Although students can't complete a family medicine residency at Dartmouth, all seven students note that the school has afforded them ample opportunity to explore the full spectrum of family medicine through off-campus rotations and research projects. "Most medical students don't leave their cities or medical schools during training, but Dartmouth makes a concerted effort to enable students to engage in research projects and rotations all over the place," Aaron Reinke remarks. Reinke's experiences included a rotation on the Navajo reservation in Fort Defiance, Ariz., and a research project working with traditional healers in Tanzania.

The scope of knowledge I'm responsible for mastering is both overwhelming and terrifying.

"The school is completely open to getting you the kind of experience you want to have," Karl Dietrich confirms. Like Aaron Reinke, Dietrich completed an elective on the Indian reservation in Arizona and also spent time with Genereaux in Vermont. "Working with Dr. Genereaux and seeing how you can practice family medicine really cemented my decision to pursue this specialty," Dietrich says.

Your assignment: Translate this sentence from the passage on Dartmouth medical students into Spanish: "The scope of knowledge I'm responsible for mastering is both overwhelming and terrifying." Nothing in the records is needed here.

Stored records
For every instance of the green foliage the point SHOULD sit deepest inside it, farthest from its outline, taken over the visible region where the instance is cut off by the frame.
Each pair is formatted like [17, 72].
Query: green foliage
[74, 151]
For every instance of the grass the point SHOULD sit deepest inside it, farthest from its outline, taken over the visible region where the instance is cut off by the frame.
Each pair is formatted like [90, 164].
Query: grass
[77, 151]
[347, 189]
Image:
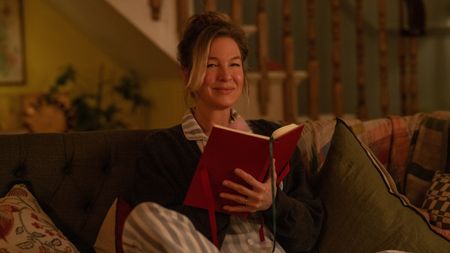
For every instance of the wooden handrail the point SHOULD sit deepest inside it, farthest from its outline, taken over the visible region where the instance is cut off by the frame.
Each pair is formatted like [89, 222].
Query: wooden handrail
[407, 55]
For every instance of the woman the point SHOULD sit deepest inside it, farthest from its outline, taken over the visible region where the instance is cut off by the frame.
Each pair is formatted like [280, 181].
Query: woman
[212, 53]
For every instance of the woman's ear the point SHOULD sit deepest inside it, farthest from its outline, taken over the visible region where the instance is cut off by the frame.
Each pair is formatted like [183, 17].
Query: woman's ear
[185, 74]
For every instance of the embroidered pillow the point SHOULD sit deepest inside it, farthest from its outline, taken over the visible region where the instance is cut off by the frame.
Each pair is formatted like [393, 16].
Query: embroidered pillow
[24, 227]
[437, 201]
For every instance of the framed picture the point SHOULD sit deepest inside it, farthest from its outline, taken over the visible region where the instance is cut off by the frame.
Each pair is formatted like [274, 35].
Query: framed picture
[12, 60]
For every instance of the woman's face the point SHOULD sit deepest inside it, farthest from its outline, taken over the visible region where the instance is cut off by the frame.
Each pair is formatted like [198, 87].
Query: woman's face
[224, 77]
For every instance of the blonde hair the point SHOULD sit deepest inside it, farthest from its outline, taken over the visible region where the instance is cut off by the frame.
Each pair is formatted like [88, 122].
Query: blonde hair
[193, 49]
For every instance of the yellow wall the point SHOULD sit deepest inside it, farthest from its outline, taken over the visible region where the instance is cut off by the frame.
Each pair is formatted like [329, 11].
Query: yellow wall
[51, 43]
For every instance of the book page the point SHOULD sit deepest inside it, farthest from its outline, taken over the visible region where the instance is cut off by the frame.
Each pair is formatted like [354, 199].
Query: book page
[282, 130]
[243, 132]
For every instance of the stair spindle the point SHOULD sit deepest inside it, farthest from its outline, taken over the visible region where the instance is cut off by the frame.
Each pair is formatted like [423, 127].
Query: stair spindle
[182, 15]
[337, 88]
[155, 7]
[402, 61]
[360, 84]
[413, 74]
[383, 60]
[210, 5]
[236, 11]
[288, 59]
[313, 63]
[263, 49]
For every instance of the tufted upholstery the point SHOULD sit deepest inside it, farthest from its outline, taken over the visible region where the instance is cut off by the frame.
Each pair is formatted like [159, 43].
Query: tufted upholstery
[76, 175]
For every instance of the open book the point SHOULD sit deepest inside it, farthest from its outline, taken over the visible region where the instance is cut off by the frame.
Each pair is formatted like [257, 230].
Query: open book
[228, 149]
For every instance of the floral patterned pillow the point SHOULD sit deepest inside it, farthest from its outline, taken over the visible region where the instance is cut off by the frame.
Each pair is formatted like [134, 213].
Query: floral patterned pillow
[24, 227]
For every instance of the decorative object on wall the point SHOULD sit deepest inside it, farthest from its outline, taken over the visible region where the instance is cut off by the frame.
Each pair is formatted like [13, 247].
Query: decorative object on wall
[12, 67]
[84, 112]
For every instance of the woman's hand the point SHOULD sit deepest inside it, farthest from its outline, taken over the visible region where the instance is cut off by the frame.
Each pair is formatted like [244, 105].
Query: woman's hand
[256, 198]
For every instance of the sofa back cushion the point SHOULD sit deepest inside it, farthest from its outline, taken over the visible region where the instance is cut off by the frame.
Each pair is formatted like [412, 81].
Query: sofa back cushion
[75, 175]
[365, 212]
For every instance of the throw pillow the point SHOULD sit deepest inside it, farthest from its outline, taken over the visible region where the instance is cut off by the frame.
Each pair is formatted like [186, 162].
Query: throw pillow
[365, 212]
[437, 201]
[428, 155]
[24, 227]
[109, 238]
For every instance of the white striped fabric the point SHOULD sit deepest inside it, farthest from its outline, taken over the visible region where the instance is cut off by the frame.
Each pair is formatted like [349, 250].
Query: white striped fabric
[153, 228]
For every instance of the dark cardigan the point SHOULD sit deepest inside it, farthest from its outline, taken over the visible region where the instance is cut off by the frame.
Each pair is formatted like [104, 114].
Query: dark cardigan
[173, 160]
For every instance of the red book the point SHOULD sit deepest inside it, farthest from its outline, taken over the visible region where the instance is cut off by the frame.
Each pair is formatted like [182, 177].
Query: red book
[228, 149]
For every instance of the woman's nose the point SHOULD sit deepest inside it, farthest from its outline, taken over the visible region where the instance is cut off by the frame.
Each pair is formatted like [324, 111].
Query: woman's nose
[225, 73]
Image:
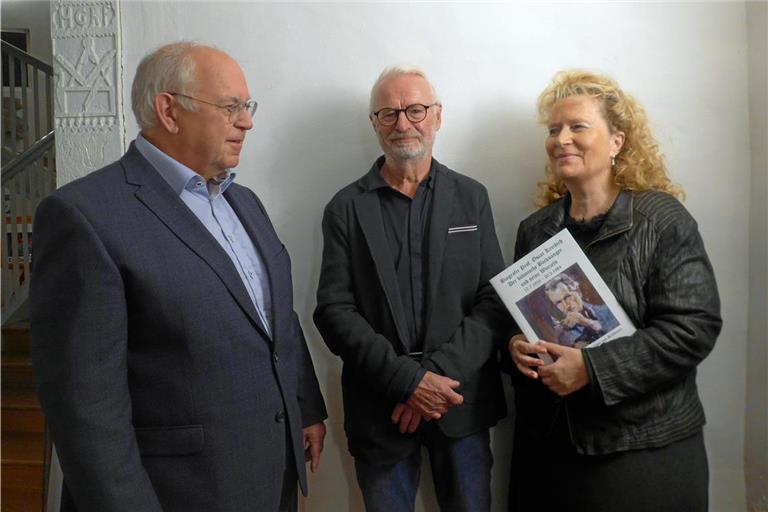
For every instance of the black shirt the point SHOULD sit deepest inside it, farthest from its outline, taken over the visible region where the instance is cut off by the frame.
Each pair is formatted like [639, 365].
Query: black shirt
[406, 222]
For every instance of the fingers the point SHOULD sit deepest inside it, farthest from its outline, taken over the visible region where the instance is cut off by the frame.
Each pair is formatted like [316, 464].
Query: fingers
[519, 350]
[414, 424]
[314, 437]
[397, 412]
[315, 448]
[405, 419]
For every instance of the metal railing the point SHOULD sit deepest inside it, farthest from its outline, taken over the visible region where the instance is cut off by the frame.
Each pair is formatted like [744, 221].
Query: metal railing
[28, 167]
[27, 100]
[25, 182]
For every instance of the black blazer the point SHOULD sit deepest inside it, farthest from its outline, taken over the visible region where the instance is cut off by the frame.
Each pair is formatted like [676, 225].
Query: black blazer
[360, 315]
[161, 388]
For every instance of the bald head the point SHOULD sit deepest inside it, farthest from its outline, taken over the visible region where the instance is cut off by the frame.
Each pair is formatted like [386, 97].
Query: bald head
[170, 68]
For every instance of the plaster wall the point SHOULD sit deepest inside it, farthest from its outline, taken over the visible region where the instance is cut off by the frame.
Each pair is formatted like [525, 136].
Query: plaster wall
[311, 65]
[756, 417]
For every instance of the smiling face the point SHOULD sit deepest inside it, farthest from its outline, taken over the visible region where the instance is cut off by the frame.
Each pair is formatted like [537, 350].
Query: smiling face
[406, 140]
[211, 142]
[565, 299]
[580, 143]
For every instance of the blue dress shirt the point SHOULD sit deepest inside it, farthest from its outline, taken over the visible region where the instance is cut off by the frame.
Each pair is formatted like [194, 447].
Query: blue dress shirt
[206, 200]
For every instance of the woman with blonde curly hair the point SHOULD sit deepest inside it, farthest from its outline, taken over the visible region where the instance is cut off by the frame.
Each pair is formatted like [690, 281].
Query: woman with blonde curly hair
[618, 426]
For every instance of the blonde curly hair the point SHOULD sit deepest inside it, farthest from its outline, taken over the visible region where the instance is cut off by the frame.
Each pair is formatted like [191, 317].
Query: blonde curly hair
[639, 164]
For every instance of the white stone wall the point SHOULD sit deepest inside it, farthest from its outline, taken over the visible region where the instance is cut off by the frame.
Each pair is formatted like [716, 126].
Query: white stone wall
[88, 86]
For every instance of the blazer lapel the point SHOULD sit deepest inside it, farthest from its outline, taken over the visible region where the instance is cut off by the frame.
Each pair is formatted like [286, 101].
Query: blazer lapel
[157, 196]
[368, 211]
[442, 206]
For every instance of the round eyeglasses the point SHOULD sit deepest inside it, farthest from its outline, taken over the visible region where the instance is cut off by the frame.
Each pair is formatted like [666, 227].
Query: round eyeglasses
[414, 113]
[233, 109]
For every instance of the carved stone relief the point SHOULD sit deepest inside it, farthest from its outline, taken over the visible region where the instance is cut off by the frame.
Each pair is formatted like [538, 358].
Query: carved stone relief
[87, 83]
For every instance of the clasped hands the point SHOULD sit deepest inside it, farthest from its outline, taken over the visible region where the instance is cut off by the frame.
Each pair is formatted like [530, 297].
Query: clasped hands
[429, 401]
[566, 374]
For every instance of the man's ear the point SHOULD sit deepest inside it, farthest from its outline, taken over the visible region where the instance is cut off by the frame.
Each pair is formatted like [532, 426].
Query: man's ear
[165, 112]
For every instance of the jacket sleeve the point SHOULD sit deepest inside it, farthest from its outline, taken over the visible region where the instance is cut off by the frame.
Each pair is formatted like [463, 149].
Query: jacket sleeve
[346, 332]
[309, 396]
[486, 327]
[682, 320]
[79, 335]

Output below: El alcance del conocimiento que me corresponde dominar es a la vez abrumador y aterrador.